Excerpt provided:

Are We Losing Touch with the Handshake?


handshake


As we learn more about the epidemiology of COVID-19, it appears that the main source of transmission is through virus-carrying droplets and airborne aerosols. However, direct person-to-person contact is also thought to play a role, which has led to recommendations for masking, social distancing, and hand hygiene. These recommendations are having a major impact on human behavior and threaten to relegate the ubiquitous handshake to the waste (or hand) basket of history.

Shaking hands has a long history as one of the most recognized forms of non-verbal human communication, probably first recorded in the 9th century BCE on a relief showing a handshake between an Assyrian king and a Babylonian ruler. As far back as the 5th century BCE, in ancient Greece, the handshake was a symbol of peace, friendship, and loyalty and was described by Homer several times in the Iliad and Odyssey. In medieval Europe it was thought to be used to show that neither person was carrying a weapon or to shake loose a weapon concealed up a sleeve. The use of the handshake as an everyday greeting is a more modern phenomenon, which may have been popularized by 17th century Quakers as an egalitarian alternative to bowing or tipping the hat. By the 1800s, etiquette manuals included guidelines for the proper handshaking technique.

Handshaking usually involves the right hand, related to the fact that we live in a right-hand-dominant society and that in some cultures the left hand is used for ritual washing (ablution) and for bathroom hygiene. There are many variations to the “typical” handshake, including weak versus strong, brief versus extended, and a left-handed shake as practiced by the Boy Scouts. There are also numerous culturally-dictated alternatives such as a kiss on each cheek, the Hindu namaste gesture, bowing, fist bumping, the hand hug, high five, the “broshake” of interlocking thumbs, smile, wave, palm touch, chin nod, and the recently popular elbow bump. In Thailand, hand shaking is considered rude, and among Orthodox Jews and Muslims (with the exception of Turkey), handshakes between men and women are pretty much forbidden. Some people have been known to sniff their hand after a handshake leading to speculation that a handshake may unconsciously be used to detect chemical signals, possibly as a means of communication.

Your instructions:
Carry on the text about the handshake from the point where it stops. The material that follows plays no part in this work.

Data shown:

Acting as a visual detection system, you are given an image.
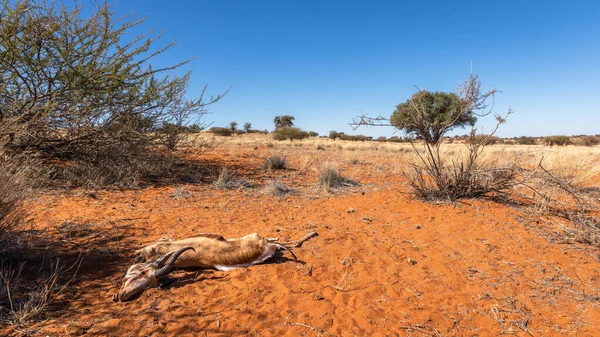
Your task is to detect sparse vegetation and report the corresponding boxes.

Answer box:
Psychologists have had a field day analyzing the meaning of different handshake styles as they may provide more information to others than you think. People may signal their status by variations, such as clasping their companion’s hand with both of theirs, putting a hand on the other person’s arm or shoulder or holding on for a few extra seconds. The palm position may also be revealing. A downward-facing palm is considered dominant, an upward-facing palm as submissive and side-by-side palms as neutral. A study from the University of Alabama found that those with a firm handshake tend to be more extroverted and less neurotic and shy compared to those with a less firm or “dead fish” handshake. Although the handshake seems to be mostly a male thing, women in modern cultures have generally adopted it as well.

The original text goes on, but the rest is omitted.